* Given instruction
Count the lines in the items below that contain the string "flagpole", treating uppercase and lowercase letters as different. Reply with the number alone.

* Entries shown
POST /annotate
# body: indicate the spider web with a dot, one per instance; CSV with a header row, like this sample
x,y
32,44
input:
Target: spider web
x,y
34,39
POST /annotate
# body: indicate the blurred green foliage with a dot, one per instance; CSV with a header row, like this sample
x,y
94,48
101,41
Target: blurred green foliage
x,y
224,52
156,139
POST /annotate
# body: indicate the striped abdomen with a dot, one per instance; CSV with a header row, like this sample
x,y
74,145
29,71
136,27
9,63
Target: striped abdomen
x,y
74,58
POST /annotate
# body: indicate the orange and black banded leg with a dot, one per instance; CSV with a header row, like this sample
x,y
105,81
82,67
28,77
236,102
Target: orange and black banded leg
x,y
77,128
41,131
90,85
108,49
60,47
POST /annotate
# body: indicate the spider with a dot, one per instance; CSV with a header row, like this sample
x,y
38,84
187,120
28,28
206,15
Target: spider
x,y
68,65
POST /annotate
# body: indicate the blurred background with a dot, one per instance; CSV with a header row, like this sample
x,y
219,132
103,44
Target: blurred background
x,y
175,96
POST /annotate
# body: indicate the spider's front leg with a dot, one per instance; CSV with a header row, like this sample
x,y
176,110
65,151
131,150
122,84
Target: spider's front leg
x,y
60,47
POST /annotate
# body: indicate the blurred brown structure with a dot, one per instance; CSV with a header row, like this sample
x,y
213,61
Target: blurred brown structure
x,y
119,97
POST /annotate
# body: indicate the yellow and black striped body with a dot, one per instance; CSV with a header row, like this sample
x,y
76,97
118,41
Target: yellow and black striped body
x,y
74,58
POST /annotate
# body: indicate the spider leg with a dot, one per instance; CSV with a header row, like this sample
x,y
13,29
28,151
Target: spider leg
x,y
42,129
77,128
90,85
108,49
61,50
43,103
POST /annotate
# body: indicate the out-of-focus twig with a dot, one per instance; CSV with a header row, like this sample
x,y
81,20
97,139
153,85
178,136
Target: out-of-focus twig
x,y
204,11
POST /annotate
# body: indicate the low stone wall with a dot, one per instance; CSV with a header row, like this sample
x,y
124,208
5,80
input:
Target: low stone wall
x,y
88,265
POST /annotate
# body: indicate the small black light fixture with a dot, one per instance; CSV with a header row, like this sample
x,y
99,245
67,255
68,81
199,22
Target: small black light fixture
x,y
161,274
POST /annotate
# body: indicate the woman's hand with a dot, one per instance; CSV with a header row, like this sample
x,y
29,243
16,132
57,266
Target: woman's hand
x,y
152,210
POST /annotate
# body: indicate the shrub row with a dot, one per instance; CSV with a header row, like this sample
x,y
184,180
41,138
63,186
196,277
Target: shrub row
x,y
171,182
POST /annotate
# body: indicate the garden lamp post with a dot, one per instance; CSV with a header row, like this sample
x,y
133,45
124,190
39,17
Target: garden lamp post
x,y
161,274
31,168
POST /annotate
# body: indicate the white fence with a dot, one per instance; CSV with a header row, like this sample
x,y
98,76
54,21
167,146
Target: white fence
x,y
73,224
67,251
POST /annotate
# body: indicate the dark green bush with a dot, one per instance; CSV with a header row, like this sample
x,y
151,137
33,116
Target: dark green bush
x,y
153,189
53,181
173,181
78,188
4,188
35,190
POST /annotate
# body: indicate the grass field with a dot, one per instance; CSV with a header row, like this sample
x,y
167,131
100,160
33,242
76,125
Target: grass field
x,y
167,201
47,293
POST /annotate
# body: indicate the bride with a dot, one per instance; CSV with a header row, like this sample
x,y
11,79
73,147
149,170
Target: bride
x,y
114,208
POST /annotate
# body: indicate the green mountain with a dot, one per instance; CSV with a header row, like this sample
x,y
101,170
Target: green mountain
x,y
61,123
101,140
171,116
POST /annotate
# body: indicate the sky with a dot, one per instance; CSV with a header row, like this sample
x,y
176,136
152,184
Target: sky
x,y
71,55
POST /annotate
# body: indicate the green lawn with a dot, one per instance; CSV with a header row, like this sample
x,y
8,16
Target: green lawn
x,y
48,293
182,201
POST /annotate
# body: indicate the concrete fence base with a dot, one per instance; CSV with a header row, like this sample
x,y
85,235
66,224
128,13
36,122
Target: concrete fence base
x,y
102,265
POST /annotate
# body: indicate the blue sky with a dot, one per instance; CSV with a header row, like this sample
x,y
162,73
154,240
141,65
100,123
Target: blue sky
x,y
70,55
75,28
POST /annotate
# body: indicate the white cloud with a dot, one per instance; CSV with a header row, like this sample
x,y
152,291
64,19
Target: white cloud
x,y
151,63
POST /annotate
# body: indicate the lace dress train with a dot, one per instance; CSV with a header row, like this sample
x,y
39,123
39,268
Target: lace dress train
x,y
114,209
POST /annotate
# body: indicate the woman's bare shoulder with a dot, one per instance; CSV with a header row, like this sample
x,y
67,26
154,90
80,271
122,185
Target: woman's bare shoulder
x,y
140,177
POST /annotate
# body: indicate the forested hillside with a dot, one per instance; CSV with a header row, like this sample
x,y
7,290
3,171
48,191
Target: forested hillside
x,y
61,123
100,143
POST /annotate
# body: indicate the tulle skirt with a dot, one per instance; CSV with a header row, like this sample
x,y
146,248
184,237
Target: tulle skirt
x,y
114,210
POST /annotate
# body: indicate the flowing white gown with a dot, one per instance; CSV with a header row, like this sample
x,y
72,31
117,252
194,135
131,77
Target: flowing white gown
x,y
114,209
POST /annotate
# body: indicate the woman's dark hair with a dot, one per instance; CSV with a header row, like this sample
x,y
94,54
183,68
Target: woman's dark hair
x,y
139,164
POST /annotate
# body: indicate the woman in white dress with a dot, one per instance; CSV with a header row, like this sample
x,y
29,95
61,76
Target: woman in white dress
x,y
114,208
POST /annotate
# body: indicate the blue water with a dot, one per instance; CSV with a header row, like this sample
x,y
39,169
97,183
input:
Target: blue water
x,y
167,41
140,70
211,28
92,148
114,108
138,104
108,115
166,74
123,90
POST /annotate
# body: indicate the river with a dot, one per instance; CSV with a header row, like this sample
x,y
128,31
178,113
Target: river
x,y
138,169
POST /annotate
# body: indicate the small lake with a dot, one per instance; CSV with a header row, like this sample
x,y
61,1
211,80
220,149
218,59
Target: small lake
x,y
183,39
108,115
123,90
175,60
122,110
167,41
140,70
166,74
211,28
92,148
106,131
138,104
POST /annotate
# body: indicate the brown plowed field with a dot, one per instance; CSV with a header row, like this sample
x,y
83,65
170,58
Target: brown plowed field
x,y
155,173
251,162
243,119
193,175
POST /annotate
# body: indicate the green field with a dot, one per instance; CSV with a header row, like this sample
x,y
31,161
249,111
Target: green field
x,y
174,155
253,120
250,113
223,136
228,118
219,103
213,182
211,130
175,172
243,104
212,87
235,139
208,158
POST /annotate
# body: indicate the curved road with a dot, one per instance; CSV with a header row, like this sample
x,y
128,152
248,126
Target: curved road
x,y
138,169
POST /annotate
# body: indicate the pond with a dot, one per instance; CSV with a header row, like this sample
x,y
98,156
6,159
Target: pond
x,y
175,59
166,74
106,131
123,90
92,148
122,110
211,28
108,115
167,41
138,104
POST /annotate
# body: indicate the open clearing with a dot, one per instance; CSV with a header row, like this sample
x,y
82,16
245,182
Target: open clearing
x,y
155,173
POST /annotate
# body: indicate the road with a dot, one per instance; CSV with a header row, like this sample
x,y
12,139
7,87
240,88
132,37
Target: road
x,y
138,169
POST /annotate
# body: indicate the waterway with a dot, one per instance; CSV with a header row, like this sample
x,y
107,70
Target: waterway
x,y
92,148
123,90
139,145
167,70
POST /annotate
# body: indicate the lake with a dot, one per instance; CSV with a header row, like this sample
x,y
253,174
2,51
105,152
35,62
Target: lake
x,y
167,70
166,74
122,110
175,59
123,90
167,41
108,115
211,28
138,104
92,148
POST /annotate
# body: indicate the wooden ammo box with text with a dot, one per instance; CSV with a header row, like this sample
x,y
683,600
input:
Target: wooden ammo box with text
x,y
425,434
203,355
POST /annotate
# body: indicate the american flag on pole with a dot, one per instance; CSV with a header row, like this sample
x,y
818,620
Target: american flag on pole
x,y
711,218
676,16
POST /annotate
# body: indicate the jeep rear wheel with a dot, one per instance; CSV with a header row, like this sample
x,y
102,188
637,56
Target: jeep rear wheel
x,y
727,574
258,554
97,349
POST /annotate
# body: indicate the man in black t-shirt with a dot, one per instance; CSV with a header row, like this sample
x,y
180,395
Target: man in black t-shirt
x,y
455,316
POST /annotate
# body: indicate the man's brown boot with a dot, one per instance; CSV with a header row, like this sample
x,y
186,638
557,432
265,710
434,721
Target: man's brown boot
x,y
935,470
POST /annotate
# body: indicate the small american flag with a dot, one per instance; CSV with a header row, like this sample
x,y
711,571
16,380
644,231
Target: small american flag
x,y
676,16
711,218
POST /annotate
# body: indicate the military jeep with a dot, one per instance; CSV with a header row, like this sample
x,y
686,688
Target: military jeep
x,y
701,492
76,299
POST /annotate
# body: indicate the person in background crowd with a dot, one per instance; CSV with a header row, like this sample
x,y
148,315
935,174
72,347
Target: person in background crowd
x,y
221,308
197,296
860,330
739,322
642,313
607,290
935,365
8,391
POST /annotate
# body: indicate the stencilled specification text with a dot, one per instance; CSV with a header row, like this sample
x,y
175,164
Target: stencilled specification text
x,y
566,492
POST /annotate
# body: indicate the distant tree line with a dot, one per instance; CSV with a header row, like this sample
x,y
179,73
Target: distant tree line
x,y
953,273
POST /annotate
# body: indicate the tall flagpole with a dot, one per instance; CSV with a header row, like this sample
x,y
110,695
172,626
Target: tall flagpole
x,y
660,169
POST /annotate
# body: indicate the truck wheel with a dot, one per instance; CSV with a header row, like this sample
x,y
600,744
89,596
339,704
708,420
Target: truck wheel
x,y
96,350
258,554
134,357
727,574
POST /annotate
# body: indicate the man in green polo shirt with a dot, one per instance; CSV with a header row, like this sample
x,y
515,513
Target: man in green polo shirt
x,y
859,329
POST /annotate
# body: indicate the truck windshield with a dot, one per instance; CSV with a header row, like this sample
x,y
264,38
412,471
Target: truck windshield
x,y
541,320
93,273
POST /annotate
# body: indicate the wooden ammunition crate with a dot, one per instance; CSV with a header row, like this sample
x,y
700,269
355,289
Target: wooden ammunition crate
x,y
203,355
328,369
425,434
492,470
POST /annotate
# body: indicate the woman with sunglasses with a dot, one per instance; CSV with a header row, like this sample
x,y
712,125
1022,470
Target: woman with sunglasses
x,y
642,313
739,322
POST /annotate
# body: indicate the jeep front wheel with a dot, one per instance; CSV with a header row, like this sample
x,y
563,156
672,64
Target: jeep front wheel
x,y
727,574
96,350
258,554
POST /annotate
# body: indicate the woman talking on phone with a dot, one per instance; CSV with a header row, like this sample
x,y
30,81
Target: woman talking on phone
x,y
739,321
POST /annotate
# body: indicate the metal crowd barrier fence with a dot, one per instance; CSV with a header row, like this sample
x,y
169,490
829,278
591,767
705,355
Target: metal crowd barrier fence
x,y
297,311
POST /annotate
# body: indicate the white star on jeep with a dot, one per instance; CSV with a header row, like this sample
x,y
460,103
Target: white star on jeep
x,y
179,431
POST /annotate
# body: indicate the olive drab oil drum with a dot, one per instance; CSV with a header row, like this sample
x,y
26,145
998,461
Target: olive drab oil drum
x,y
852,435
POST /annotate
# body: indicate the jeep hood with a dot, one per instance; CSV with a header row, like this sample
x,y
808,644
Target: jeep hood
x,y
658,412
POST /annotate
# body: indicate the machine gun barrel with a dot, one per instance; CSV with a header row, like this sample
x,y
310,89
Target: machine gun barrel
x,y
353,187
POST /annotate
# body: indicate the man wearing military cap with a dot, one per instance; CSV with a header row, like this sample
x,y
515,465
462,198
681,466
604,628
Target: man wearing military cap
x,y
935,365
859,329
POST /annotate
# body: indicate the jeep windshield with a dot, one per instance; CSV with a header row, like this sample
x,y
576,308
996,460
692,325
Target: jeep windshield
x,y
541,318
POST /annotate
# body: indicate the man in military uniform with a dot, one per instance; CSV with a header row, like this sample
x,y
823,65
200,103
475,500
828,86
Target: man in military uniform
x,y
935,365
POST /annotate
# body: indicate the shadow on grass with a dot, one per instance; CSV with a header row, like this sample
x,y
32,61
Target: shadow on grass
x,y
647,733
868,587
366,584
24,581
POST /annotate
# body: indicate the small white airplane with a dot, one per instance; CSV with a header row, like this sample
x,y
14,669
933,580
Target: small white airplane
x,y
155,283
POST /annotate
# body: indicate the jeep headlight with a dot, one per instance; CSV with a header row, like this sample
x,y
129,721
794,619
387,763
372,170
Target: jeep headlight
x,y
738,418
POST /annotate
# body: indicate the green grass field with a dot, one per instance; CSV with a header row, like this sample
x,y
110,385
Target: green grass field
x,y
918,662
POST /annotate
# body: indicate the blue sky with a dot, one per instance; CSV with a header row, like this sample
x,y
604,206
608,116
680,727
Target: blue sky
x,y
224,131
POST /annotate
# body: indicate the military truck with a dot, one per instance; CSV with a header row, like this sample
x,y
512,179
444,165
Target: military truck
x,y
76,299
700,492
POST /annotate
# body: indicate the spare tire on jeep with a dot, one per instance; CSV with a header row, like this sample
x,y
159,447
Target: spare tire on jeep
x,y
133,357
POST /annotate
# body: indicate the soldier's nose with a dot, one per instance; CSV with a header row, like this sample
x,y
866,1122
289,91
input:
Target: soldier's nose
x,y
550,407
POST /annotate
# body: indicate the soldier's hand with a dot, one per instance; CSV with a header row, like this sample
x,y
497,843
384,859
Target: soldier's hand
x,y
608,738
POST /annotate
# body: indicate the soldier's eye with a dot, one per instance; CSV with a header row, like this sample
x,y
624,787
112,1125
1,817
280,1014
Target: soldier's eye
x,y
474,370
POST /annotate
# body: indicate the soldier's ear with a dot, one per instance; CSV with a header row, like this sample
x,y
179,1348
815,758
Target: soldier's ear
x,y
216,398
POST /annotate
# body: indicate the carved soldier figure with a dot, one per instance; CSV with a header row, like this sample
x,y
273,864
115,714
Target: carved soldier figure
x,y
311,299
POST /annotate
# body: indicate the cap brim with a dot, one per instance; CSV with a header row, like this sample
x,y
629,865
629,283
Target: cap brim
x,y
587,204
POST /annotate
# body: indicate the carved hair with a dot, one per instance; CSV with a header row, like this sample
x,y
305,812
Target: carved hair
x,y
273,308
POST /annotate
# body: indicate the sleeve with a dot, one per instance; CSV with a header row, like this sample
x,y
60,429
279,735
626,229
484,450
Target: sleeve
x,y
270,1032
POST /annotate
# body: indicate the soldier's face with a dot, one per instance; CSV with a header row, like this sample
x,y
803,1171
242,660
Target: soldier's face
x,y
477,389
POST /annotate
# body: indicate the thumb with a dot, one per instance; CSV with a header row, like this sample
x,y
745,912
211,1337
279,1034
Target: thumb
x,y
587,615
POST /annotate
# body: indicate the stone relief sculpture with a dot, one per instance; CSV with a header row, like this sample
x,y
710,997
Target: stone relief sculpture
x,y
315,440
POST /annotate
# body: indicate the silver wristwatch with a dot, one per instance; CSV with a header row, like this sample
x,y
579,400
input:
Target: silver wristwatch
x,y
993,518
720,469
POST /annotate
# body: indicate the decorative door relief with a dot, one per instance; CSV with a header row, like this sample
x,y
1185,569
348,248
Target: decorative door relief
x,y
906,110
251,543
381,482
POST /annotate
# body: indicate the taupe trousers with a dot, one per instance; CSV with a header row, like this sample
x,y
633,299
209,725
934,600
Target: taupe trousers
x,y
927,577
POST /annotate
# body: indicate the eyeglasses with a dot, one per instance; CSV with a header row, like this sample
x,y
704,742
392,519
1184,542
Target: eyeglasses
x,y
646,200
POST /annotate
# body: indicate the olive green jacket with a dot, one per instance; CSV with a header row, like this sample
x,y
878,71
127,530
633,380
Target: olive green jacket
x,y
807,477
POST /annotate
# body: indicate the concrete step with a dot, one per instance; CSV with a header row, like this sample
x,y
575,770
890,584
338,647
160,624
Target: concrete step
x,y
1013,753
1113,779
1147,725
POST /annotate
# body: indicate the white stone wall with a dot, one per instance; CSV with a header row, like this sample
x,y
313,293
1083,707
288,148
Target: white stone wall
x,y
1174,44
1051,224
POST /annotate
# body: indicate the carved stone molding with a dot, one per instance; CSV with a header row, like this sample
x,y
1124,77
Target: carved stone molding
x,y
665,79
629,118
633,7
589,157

* The answer
2